▶ [What the task requires]: Beginning with the line containing "The automated pipeline tagged bunch" and ending with the last line of the entries below, copy each line exactly and nothing else.

▶ [Material for this exercise]:

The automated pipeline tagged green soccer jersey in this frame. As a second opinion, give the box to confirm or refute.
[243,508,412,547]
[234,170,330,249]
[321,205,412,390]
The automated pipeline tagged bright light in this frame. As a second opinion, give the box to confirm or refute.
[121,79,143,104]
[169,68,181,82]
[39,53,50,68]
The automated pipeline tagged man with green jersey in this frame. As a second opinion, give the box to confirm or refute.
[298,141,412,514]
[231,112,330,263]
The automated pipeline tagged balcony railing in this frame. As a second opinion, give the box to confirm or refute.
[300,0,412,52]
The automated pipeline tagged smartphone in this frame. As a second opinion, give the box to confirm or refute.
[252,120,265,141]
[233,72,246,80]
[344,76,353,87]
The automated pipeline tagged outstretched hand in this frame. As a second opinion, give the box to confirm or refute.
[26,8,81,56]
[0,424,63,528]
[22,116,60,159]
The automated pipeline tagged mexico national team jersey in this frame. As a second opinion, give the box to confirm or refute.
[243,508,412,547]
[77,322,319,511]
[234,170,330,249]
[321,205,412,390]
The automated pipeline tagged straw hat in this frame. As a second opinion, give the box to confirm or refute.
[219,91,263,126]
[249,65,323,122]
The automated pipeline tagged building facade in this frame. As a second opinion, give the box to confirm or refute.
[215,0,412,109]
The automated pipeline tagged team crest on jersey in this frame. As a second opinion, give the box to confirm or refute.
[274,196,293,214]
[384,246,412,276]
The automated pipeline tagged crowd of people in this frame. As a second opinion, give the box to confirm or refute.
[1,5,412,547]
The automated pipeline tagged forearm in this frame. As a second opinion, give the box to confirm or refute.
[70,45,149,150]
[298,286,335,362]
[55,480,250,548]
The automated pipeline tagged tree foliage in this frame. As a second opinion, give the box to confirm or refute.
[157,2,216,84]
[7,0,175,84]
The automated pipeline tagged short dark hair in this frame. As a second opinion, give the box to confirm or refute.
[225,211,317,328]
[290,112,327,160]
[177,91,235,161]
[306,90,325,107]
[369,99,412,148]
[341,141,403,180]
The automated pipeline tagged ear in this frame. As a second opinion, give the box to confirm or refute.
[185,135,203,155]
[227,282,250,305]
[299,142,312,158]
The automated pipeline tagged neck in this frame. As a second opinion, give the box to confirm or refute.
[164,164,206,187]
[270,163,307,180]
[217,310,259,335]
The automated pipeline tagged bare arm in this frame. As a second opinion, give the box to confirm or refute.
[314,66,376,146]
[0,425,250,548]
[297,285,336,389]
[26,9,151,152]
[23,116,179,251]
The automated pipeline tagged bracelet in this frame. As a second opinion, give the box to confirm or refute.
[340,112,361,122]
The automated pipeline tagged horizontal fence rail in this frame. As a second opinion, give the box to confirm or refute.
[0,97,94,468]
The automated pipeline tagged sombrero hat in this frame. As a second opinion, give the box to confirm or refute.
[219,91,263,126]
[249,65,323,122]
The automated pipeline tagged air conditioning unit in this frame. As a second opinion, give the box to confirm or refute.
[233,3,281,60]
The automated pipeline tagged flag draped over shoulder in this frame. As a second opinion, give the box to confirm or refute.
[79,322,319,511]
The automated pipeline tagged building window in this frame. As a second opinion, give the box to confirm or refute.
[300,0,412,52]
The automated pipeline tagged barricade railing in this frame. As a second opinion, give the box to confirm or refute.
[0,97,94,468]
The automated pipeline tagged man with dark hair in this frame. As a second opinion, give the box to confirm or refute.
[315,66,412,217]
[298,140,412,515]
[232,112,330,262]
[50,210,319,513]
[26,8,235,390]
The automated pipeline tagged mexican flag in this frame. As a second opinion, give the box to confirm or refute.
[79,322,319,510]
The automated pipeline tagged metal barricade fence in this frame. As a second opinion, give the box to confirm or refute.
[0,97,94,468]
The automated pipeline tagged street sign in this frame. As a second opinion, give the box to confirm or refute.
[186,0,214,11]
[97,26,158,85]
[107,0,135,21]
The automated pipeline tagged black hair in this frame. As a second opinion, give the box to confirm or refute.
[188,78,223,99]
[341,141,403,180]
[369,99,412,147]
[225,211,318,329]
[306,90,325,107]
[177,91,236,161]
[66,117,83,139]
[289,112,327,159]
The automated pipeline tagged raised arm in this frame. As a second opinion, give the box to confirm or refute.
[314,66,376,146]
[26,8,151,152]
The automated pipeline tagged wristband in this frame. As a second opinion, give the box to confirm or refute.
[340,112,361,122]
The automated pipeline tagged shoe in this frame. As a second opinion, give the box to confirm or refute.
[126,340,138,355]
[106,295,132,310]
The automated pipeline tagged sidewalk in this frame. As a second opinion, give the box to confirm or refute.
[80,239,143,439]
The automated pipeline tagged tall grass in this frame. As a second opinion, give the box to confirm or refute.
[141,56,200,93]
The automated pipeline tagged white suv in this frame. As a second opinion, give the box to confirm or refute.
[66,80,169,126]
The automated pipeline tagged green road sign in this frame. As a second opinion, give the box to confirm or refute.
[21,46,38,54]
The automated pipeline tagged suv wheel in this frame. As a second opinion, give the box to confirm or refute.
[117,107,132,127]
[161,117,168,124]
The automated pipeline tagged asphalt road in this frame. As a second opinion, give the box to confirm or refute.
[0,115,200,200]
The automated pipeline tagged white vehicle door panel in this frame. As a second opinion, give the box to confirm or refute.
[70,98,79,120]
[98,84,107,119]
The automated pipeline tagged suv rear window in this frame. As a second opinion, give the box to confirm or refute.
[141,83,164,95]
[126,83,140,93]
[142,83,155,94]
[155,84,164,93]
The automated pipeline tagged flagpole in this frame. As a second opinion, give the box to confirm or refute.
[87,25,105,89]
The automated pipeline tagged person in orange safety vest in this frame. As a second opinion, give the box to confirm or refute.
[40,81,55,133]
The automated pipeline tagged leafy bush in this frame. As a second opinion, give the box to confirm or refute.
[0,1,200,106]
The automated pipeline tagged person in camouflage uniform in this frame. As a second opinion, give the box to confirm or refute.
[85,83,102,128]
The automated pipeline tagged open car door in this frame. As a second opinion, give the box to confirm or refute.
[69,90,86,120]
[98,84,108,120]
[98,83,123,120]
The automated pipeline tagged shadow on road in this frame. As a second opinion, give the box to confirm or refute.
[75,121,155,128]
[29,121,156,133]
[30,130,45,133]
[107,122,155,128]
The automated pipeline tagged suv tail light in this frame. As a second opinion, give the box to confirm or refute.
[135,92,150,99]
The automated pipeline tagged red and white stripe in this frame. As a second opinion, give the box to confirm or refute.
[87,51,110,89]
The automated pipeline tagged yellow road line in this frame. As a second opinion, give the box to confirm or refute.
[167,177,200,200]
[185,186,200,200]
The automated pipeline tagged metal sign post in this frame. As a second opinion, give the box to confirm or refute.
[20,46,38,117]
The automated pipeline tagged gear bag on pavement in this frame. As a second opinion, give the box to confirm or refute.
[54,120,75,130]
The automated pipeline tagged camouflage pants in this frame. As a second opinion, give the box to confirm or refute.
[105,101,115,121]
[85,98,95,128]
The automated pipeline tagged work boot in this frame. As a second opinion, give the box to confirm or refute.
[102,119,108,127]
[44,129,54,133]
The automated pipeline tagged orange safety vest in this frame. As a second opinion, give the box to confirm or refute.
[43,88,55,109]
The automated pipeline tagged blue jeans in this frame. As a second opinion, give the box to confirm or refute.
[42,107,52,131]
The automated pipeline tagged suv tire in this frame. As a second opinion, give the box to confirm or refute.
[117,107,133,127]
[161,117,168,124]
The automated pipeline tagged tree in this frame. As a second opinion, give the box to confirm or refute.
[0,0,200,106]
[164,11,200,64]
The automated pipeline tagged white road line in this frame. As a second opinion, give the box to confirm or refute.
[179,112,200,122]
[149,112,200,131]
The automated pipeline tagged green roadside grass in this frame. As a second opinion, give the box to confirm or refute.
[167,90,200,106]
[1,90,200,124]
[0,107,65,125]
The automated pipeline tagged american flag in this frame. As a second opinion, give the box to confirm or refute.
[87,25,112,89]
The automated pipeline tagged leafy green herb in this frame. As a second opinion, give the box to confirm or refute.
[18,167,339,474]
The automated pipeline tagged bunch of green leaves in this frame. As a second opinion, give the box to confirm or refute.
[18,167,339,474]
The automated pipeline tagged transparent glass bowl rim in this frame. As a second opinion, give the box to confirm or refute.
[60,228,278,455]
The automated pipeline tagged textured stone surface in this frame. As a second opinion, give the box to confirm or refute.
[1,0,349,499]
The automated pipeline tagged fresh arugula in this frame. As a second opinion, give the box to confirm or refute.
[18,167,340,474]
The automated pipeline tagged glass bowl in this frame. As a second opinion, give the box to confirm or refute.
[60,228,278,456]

▶ [Task solution]:
The automated pipeline tagged bunch of green leaves in this frame. As a second opinion, give the box to confirm or refute.
[18,167,339,474]
The automated pipeline tagged transparent glass bowl rim in this frame. As a second opinion, give the box to confirm or refute.
[60,228,278,455]
The automated pipeline tagged textured stone surface in this frame. As a second opinion, give the box to confirm or refute.
[1,0,349,499]
The automated pipeline tagged fresh arugula in this frame. As a second opinion, give the box to confirm or refute.
[18,167,340,474]
The automated pipeline tagged glass bowl in this frame. As a second opinion, give the box to confirm or refute.
[60,228,278,456]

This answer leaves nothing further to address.